Exercise: Scan the data, and whenever a line contains "above", copy it.

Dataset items
-*-
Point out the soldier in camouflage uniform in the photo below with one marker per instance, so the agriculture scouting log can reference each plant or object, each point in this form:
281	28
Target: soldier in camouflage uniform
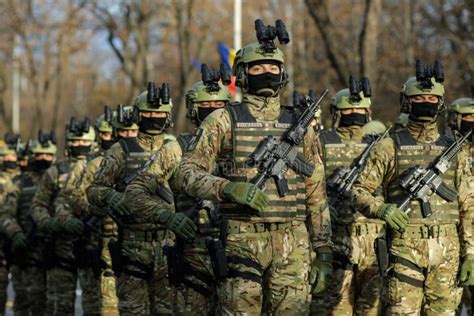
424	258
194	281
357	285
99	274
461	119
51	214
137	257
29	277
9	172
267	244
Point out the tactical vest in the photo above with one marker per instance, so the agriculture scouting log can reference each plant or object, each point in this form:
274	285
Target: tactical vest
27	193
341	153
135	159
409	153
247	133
-*-
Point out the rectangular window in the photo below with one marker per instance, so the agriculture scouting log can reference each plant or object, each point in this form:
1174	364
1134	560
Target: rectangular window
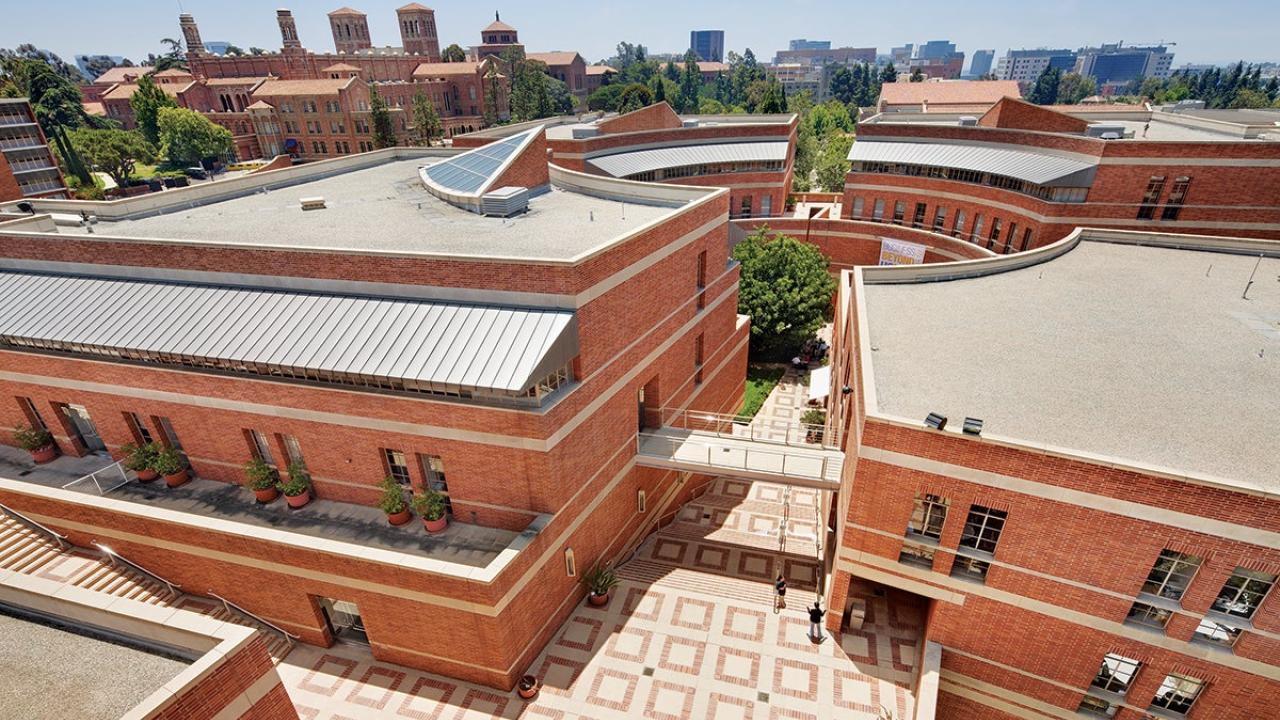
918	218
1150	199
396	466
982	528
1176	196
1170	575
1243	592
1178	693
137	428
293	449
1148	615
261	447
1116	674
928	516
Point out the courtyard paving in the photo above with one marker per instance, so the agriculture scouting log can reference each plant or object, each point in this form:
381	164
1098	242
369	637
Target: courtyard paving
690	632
-*-
Output below:
Point out the tactical vest in the photo above with one marker per instance, so the agriculture scouting log can reference each plant or object, each point in this form:
Point out the courtyard paving in the photo above with one marker per instance, so the agriculture scouting log can reference each plant or object, each point in this form:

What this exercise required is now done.